**SEITE**
——————————
Es kursieren da draußen haarsträubende Aussagen über das Enneagramm!

Was mich besonders frustriert ist, dass viele Teilaussagen per se nicht falsch sind, doch die Schlussfolgerungen sind häufig haarsträubend, nicht haltbar und irreführend.

Ein Wochenend-Workshop oder die Lektüre eines Buches reicht nicht aus, um dieses komplexe Modell in seiner Gänze zu verstehen.

Anfänglich habe ich auch gedacht, den heiligen Gral gefunden zu haben, nur weil ich plötzlich mich und meine ganze Umwelt in einem anderen Licht sehen konnte. Der Einblick ins Enneagramm, seine Klarheit und Logik, hatte eine fast berauschende Wirkung auf mich.

Nach dem Rausch kommt die Ernüchterung. Es gab eine Phase, da wollte ich nichts mehr davon wissen, nahm mir eine Auszeit, um dann doch wieder einzusteigen. Wir können nicht mehr NICHT wissen, zurückgehen, klappt nicht, daher birgt dieses Wissen durchaus Fluch und Segen.

Ich verstehe jeden, der sich auf diese Arbeit nicht tiefer einlassen will.

Aber Halbwahrheiten zu verbreiten, geht eben auch nicht!

Bisher habe ich versucht meine Irritation über den Sinn- und Unsinn, der über das Enneagramm verbreitet wird oder wofür es alles herhalten soll, wegzulächeln. Was, wer mich besser kennt, mir nicht gelingt! Ich bin ein miserabler Pokerspieler.

Ich muss meinem Frust und Ärger einfach mal Luft verschaffen. Was ich hiermit tue.

Der ideale Partner

Nein, das Enneagramm gibt kein “Brief & Siegel” für die lebenslange Ehe. Menschen sind kompliziert, Partnerschaften ebenso.

Wer das Enneagramm als Match- oder Nicht-Match für die eigene Partnersuche hernimmt, wird die Erfahrung machen, dass er mit dem Enneagramm ebenso wenig vor Reibungen, Missverständnissen oder gar Trennung gefeit ist wie ohne.

Die kursierenden Enneagramm Partnerschaftstests haben die gleiche Aussagekraft, wie mein Tageshoroskop, wenn da steht, dass der Jackpot genau heute auf mich wartet. Das Schlimme daran ist, dass die Aussage an sich ja keine Lüge ist, der Jackpot sitzt da und “wartet” tatsächlich. Ja, er wartet AUCH auf mich, aber auf Millionen von anderen Menschen wartet er eben auch.

Die perfekte Stellenbesetzung

Vor einiger Zeit fiel mir ein Buch eines sehr bekannten und renommierten Verlages in die Hände. Der Ratgeber verspricht Führungskräften in Bildungseinrichtungen eine optimale Personalpolitik und Stellenbesetzung. Der richtige Enneagrammtyp für jede Position!
——————————
**BEREITGESTELLTE DATEN**
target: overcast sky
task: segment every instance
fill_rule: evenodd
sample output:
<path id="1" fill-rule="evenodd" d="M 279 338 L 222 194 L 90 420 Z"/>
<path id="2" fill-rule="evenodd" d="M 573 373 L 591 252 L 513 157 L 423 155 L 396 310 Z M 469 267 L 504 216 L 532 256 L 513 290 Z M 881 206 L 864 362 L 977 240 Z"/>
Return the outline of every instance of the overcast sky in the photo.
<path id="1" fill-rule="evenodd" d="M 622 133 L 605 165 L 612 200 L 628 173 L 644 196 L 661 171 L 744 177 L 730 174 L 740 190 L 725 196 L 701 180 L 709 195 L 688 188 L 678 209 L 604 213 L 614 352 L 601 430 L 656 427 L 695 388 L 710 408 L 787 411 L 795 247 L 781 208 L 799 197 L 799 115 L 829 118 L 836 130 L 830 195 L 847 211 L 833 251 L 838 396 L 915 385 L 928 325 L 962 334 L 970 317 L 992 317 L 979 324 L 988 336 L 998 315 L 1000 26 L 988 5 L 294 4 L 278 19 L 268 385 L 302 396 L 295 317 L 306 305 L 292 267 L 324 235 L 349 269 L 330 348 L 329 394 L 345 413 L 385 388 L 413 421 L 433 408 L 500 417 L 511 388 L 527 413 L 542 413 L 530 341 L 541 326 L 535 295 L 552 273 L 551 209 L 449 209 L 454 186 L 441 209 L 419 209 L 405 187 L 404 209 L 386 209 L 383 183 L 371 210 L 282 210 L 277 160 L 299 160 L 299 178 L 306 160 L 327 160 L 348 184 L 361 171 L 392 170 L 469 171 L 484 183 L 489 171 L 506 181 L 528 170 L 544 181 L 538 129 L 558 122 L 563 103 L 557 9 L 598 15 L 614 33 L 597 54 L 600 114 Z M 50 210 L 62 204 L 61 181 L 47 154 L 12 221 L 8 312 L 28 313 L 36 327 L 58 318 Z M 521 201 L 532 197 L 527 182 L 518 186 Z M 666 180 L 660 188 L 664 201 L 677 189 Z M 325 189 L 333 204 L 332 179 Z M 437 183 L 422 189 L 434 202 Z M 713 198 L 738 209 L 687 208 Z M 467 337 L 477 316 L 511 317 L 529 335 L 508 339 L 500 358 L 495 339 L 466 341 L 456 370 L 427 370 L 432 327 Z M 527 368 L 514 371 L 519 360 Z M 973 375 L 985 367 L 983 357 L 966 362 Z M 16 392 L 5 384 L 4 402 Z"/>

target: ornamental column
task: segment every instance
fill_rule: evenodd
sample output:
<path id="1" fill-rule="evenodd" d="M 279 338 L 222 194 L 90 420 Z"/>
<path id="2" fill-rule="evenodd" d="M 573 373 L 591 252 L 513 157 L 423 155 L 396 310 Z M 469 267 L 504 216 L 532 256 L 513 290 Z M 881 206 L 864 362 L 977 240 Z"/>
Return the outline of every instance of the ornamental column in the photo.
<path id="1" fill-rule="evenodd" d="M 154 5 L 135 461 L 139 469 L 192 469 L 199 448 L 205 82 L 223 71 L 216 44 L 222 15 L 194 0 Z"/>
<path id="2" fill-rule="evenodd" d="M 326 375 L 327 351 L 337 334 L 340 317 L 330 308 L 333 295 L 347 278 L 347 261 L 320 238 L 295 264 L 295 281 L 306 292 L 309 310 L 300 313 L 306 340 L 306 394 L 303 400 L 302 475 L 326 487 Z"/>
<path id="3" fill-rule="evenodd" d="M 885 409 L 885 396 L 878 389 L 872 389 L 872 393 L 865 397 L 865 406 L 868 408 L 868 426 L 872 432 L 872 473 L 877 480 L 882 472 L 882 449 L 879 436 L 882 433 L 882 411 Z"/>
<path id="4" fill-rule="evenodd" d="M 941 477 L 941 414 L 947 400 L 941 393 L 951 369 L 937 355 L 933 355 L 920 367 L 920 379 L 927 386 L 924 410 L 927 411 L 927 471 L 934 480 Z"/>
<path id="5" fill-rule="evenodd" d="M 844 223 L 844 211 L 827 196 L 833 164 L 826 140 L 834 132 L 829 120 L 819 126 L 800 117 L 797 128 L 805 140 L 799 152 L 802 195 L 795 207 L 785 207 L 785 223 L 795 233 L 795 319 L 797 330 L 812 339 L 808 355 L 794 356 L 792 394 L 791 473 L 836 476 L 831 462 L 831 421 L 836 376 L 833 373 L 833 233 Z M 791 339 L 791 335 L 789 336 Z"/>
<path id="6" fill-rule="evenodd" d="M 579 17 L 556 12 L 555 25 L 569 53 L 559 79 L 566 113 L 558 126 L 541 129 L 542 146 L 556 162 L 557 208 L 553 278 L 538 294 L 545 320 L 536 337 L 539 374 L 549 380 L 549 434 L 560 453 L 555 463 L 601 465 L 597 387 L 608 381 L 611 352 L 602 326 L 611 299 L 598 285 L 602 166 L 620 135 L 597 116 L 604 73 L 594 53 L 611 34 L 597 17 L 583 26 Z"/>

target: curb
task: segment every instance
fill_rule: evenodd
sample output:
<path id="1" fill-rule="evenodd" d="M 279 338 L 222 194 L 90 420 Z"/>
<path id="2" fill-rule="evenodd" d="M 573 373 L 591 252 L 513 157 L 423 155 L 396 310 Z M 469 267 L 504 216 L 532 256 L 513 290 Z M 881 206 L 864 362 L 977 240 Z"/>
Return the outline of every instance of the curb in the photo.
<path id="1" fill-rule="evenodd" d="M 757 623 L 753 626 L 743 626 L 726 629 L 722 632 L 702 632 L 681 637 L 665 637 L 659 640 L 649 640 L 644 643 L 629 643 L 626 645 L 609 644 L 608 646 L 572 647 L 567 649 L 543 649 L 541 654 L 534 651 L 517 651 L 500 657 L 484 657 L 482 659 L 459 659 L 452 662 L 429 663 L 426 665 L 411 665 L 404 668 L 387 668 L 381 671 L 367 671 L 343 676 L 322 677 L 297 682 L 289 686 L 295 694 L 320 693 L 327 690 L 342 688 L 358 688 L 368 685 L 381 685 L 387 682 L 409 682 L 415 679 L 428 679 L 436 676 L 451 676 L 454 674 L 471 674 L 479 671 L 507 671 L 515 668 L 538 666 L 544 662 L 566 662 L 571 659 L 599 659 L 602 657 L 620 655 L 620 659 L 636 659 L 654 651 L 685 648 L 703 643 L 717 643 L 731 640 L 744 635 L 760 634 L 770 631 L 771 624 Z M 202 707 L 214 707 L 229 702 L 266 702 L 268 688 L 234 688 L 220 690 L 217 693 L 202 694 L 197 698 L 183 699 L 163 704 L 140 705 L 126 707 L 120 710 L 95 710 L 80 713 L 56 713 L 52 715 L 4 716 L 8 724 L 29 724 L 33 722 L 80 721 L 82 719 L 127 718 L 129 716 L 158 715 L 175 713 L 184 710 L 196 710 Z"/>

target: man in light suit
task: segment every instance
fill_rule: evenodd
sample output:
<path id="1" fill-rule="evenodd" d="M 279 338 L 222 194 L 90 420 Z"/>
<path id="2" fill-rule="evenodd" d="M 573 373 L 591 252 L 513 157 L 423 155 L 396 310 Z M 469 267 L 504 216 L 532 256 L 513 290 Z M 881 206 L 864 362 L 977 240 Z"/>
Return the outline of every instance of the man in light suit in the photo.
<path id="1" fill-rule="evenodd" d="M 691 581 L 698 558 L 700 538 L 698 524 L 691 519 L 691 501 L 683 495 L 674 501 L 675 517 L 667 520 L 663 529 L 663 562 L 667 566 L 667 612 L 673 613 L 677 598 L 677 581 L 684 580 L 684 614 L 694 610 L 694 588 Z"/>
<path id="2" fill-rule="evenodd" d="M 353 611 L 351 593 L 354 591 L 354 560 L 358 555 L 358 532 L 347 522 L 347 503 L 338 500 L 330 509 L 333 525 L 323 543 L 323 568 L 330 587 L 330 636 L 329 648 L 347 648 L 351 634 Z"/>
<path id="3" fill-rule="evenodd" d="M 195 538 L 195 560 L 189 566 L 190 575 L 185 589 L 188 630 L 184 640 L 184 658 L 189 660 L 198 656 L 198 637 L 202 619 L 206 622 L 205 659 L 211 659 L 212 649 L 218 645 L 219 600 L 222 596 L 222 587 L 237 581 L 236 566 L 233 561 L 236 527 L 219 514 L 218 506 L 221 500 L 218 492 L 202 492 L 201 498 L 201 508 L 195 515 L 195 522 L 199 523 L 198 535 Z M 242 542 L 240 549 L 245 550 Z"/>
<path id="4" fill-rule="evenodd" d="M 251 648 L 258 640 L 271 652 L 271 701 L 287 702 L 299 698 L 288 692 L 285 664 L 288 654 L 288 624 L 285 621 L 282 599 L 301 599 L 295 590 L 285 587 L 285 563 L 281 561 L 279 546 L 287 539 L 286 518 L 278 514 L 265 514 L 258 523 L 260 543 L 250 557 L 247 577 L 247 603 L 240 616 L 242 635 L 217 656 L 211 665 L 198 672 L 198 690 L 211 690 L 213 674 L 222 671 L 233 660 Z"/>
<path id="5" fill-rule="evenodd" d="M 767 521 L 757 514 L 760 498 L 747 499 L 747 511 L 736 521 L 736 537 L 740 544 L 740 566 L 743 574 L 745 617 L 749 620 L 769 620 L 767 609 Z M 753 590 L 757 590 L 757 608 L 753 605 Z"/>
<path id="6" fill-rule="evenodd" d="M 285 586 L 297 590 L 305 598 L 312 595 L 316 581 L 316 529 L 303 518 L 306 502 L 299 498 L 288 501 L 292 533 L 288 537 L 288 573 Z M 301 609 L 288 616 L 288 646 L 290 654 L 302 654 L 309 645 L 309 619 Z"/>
——————————
**AUFGABE 1**
Womit vergleicht der Text über das Enneagramm die Aussagekraft der kursierenden Enneagramm-Partnerschaftstests?
**AUFGABE 2**
Geben Sie aus dem Text über das Enneagramm den Abschnitt unverändert aus, der mit „Bisher habe ich“ beginnt und bis einschließlich „ein miserabler Pokerspieler.“ reicht.

**ANTWORT 1**
Mit einem Tageshoroskop.

**ANTWORT 2**
Bisher habe ich versucht meine Irritation über den Sinn- und Unsinn, der über das Enneagramm verbreitet wird oder wofür es alles herhalten soll, wegzulächeln. Was, wer mich besser kennt, mir nicht gelingt! Ich bin ein miserabler Pokerspieler.